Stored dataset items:
----------
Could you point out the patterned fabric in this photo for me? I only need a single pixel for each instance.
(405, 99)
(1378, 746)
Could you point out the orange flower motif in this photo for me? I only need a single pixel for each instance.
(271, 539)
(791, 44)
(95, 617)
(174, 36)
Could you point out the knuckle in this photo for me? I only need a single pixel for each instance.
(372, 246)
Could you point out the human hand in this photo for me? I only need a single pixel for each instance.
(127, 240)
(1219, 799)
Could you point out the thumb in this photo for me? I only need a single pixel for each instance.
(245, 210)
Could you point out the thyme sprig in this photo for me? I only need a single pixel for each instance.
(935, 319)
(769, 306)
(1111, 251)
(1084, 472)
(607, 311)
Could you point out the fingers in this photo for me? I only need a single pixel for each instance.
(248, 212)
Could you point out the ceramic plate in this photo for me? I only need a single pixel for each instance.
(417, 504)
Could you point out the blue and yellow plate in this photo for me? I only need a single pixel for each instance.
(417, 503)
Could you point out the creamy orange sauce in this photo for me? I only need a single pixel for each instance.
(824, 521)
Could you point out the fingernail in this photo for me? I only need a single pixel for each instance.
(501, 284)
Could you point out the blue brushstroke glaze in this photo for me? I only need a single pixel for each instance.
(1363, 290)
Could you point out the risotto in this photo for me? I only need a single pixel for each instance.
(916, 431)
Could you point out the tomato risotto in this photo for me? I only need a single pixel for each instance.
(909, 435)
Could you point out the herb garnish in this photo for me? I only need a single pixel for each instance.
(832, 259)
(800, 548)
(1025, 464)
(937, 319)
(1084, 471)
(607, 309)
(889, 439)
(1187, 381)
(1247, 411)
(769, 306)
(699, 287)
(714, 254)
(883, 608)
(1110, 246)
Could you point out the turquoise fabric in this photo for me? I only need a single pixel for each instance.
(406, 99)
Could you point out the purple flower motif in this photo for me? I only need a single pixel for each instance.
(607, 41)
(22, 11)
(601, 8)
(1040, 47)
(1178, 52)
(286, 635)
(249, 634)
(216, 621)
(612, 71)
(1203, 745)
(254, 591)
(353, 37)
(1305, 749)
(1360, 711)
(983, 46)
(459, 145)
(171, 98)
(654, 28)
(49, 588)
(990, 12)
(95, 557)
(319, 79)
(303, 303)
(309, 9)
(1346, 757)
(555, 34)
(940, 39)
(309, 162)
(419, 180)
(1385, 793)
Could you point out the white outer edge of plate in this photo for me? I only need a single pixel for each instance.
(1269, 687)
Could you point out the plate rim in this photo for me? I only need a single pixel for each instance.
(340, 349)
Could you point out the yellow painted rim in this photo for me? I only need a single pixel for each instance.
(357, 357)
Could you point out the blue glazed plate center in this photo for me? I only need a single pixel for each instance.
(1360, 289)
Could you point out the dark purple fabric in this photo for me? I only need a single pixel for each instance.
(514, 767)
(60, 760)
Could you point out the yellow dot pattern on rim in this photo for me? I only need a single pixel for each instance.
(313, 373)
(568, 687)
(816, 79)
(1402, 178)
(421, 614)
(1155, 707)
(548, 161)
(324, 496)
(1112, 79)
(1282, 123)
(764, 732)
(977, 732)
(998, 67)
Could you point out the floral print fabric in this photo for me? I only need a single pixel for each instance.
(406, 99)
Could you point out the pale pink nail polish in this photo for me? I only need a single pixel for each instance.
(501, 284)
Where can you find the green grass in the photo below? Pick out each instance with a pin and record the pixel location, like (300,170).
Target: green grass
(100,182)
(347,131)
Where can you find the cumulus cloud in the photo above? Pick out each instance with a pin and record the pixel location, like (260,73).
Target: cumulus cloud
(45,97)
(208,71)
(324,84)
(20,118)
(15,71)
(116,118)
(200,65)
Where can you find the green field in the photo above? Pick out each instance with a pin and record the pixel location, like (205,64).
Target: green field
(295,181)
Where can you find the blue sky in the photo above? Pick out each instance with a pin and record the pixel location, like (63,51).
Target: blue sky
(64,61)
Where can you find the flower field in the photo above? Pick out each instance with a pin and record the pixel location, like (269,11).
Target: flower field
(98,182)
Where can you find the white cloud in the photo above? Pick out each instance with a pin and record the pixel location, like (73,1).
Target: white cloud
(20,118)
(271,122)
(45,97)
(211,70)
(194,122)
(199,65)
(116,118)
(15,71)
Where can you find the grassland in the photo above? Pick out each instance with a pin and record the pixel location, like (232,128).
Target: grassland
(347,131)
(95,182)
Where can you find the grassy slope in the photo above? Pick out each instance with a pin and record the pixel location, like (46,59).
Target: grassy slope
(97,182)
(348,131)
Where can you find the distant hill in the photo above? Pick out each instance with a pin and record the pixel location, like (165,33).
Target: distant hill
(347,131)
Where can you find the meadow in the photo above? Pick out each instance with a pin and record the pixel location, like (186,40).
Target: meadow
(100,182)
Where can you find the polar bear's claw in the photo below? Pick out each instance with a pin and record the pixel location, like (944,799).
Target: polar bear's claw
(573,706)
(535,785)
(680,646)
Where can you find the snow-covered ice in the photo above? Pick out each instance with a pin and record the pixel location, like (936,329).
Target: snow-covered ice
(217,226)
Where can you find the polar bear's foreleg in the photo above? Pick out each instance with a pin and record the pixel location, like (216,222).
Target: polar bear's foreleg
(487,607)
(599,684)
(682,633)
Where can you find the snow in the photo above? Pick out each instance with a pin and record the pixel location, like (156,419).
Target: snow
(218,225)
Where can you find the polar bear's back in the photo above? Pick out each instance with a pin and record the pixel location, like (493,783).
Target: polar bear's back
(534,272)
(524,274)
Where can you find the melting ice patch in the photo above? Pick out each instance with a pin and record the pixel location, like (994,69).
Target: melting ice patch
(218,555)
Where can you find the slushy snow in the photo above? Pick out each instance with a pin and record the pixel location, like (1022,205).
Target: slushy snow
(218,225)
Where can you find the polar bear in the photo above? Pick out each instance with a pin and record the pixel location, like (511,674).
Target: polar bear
----------
Exercise → Every line in the data above that contains the word "below" should be copied.

Exercise output →
Where can you find the green grass in the photo below? Pick out each instance with a pin and record the pixel location, like (300,170).
Where can you find the polar bear's claw in the photo below? Pick out each instance with a pin and record the pixel location, like (944,799).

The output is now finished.